Set tasks
#1 According to the swimmer profile, which college team did Amini Fonua swim for?
#2 Rewrite the part of the swimmer profile that opens with the words containing "Personal information" and closes with "Jon Winter (2012)", substituting "Freestyle" for "Breaststroke".
#3 Pick up the Amini Fonua swimmer profile from its last line and continue it.

BEGIN Page text

Amini Fonua

Personal information
- Full name: Amini Tuitavake Britteon Fonua
- National team: Tonga
- Born: 14 December 1989 (age 36) Auckland, New Zealand
- Height: 1.83 m (6 ft 0 in)
- Weight: 79 kg (174 lb)

Sport
- Sport: Swimming
- Strokes: Breaststroke, Butterfly
- College team: Texas A&M University (U.S.)
- Coach: Sandra Burrow (1999–2007, 2015), Donna Bouzaid (2007–2008), Jay Holmes (2008–2012), Jon Winter (2012)

END Page text
BEGIN Material supplied

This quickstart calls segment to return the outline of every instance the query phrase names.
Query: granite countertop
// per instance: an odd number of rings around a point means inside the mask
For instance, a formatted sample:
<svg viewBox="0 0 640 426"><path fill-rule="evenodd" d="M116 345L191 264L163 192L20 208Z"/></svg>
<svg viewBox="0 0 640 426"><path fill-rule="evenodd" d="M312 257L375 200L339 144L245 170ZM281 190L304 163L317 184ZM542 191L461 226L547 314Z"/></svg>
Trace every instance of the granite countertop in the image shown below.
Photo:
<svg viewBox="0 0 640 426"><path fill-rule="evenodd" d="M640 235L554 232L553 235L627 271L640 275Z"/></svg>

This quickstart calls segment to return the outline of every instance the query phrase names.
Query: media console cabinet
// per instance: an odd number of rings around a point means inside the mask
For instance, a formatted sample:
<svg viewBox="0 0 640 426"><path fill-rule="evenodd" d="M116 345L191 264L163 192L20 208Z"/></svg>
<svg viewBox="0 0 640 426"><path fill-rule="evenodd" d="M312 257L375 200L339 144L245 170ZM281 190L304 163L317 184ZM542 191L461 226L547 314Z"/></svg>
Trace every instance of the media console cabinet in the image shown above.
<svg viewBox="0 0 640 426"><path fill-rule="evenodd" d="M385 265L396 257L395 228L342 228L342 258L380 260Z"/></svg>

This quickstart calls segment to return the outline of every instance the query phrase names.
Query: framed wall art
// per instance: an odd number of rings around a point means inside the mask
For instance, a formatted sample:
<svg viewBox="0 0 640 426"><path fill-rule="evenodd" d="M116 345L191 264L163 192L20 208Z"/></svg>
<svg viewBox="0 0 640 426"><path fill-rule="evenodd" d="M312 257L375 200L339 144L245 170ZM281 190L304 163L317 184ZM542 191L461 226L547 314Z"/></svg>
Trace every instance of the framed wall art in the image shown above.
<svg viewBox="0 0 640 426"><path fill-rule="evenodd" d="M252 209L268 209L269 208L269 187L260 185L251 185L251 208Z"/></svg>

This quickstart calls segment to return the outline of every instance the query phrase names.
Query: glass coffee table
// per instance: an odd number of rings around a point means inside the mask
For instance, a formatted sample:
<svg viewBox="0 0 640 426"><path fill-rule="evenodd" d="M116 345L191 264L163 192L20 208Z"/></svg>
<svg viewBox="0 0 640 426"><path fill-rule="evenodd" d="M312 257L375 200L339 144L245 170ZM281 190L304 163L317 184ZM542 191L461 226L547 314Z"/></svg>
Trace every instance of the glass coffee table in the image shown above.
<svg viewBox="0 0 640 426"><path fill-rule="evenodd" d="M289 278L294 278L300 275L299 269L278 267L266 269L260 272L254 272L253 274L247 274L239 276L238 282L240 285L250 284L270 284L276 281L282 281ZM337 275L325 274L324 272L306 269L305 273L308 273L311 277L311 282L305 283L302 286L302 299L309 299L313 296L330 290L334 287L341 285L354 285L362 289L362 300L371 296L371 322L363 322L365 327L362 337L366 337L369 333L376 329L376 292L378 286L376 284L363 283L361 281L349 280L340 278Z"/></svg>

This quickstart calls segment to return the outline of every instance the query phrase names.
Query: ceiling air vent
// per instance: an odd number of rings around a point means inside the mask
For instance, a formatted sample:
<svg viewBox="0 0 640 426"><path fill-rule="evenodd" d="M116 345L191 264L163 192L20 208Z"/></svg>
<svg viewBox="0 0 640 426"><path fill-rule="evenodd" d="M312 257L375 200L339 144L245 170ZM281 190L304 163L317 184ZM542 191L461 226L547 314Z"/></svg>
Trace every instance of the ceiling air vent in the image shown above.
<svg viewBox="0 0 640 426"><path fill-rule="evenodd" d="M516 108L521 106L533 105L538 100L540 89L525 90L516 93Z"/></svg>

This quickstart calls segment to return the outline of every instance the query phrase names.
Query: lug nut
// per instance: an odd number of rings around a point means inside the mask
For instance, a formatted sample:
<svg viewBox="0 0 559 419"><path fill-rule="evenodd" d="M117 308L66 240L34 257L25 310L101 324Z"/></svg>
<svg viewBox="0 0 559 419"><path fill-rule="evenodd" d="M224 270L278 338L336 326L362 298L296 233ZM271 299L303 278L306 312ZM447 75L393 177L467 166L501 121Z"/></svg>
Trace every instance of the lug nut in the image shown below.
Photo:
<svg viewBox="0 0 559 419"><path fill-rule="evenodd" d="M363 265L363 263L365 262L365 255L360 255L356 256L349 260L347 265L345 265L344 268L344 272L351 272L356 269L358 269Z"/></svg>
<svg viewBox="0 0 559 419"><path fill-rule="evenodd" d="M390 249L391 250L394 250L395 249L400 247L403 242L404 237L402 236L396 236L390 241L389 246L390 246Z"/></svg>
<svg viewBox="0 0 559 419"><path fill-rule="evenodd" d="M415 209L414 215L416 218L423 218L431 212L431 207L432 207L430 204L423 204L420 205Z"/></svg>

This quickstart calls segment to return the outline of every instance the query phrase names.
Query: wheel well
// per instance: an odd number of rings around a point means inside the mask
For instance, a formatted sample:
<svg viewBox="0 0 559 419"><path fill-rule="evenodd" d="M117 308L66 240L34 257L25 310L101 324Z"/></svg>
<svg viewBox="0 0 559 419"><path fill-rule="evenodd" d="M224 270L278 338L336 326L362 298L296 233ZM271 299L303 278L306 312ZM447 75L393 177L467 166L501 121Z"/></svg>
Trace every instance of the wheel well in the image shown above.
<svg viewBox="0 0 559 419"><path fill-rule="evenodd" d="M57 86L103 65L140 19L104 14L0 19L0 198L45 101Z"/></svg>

END Material supplied

Expected responses
#1 Texas A&M University (U.S.)

#2
Personal information
- Full name: Amini Tuitavake Britteon Fonua
- National team: Tonga
- Born: 14 December 1989 (age 36) Auckland, New Zealand
- Height: 1.83 m (6 ft 0 in)
- Weight: 79 kg (174 lb)

Sport
- Sport: Swimming
- Strokes: Freestyle, Butterfly
- College team: Texas A&M University (U.S.)
- Coach: Sandra Burrow (1999–2007, 2015), Donna Bouzaid (2007–2008), Jay Holmes (2008–2012), Jon Winter (2012)

#3
Medal record
Men's swimming
Representing Tonga
Pacific Games
| Gold medal – first place | 2015 Port Moresby | 50 m breaststroke |
| Gold medal – first place | 2015 Port Moresby | 100 m breaststroke |
| Gold medal – first place | 2015 Port Moresby | 200 m breaststroke |
| Silver medal – second place | 2011 Noumeá | 50 m breaststroke |
| Silver medal – second place | 2011 Noumeá | 200 m breaststroke |
| Bronze medal – third place | 2011 Noumeá | 100 m breaststroke |
Oceania Swimming Championships
| Gold medal – first place | 2010 Apia | 50 m breaststroke |
| Gold medal – first place | 2012 Nouméa | 50 m breaststroke |
| Bronze medal – third place | 2010 Apia | 100 m breaststroke |
| Bronze medal – third place | 2010 Apia | 50 m butterfly |
| Bronze medal – third place | 2012 Nouméa | 50 m butterfly |

= Amini Fonua =

Tongan swimmer (born 1989)

Amini Tuitavake Britteon Fonua (born 14 December 1989) is a Tongan competitive swimmer.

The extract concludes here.